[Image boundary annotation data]
-- -- --

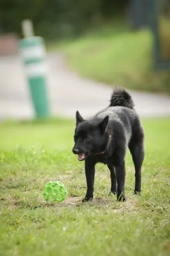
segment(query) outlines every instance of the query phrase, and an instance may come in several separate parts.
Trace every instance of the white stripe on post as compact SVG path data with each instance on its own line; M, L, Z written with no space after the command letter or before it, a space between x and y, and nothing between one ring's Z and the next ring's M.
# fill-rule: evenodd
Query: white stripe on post
M32 63L26 67L26 71L29 77L44 76L47 72L47 65L43 63Z
M43 46L33 46L22 49L22 55L25 60L45 57L45 47Z

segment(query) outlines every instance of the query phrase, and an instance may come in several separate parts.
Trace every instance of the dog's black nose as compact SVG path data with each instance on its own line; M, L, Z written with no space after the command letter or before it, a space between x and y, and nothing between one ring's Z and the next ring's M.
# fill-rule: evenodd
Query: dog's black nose
M78 148L73 148L73 152L74 153L74 154L79 154L79 150L78 149Z

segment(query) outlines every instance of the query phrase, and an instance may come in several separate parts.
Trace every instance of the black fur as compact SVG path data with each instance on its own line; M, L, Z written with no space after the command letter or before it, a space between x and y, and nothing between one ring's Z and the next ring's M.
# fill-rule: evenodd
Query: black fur
M76 113L74 154L85 160L87 190L83 201L92 200L95 164L107 164L110 172L110 193L118 201L126 201L125 195L125 158L128 147L135 171L134 193L141 190L141 167L144 158L143 131L139 117L134 110L131 96L123 89L116 89L110 104L95 117L84 120Z
M123 88L116 88L113 90L110 102L110 106L121 106L131 109L134 108L131 96Z

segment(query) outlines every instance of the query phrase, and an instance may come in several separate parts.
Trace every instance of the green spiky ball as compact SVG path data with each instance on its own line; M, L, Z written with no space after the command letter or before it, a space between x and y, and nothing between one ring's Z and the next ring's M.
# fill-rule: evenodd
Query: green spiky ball
M66 195L66 189L60 181L49 181L44 187L43 196L46 201L62 202Z

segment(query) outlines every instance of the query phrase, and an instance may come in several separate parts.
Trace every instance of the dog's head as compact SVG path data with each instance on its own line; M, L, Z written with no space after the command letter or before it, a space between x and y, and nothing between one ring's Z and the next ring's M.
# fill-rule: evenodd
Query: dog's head
M78 155L78 160L86 159L90 154L100 154L104 152L107 144L106 130L108 115L103 118L84 120L77 111L76 127L74 134L74 154Z

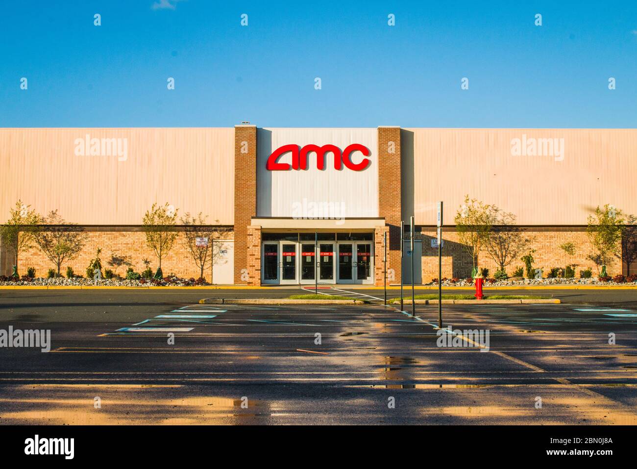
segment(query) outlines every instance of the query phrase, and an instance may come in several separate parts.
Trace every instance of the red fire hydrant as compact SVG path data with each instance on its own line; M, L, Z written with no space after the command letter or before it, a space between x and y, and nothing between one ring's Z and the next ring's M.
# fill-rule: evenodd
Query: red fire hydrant
M482 299L482 282L484 279L482 277L476 277L476 299Z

-- -- --

* WHAT IS NEEDED *
Return all of the lines above verbatim, omitting the pictures.

* WORKED SOLUTION *
segment(query) outlines every instance of the query phrase, and an instance may come in several separate parts.
Trace every instance of the white stripe on post as compact SVG path data with each instance on its own line; M, L, Z written with no space after the command letter or before it, a space between x and y, and nothing between one ring's Z and the next ring's M.
# fill-rule: evenodd
Query: white stripe on post
M32 63L26 67L26 71L29 77L44 76L47 72L47 65L43 63Z
M43 46L33 46L22 49L22 55L25 60L45 57L45 47Z

segment(query) outlines every instance of the query phrase, and an instance may come in several separate parts.
Trace every instance of the dog's black nose as compact SVG path data with each instance on its own line; M, L, Z written with no space after the command letter or before it, a space between x and y, and nothing between one ring's Z and the next ring's M.
# fill-rule: evenodd
Query: dog's black nose
M78 148L73 148L73 152L74 153L74 154L79 154L79 150L78 149Z

segment(query) outlines every instance of the query phrase, and an instance may come in several separate parts.
Trace every instance of the black fur as compact SVG path data with each instance on its own line; M, L, Z written with no space after the command letter or before it, a space between x and y, and nothing between one ring's Z and the next ring's M.
# fill-rule: evenodd
Query: black fur
M76 113L74 154L85 160L87 190L83 201L92 200L95 164L107 164L110 172L110 193L118 201L126 201L125 195L125 158L128 147L135 171L134 193L141 190L141 167L144 158L143 131L139 117L134 110L131 96L123 89L116 89L110 104L95 117L84 120Z
M123 88L116 88L113 90L110 102L110 106L121 106L131 109L134 108L131 96Z

segment(query) outlines every instance of the query phrase, and an instance may come in several separate parts.
Trace every instance of the green spiky ball as compact SVG path data with each instance on its own line; M, L, Z written with no space after the command letter or before it, a space between x and y, and nothing between one ring's Z and the next ring's M.
# fill-rule: evenodd
Query: green spiky ball
M66 195L66 189L60 181L49 181L44 187L43 196L46 201L62 202Z

segment(query) outlines every instance of the query phrase, and an instance may come in several separate parts.
Trace every instance of the dog's head as compact SVG path data with each instance on its own line; M, L, Z written with no space after the command letter or before it, a space between x and y, and nothing between one ring's Z and the next ring's M.
# fill-rule: evenodd
Query: dog's head
M78 155L78 160L86 159L90 154L100 154L104 152L107 144L106 130L108 115L103 118L84 120L77 111L76 127L74 134L74 154Z

segment(query) outlines every instance of the query phrase, and an instance may come in several separate parts.
Trace every instance of the red fire hydrant as compact SVG path data with each instance on its own line; M, L, Z written with no space after the command letter or before it, a space between x and y, and nothing between one ring's Z and the next ring's M.
# fill-rule: evenodd
Query: red fire hydrant
M482 299L482 282L484 279L482 277L476 277L476 299Z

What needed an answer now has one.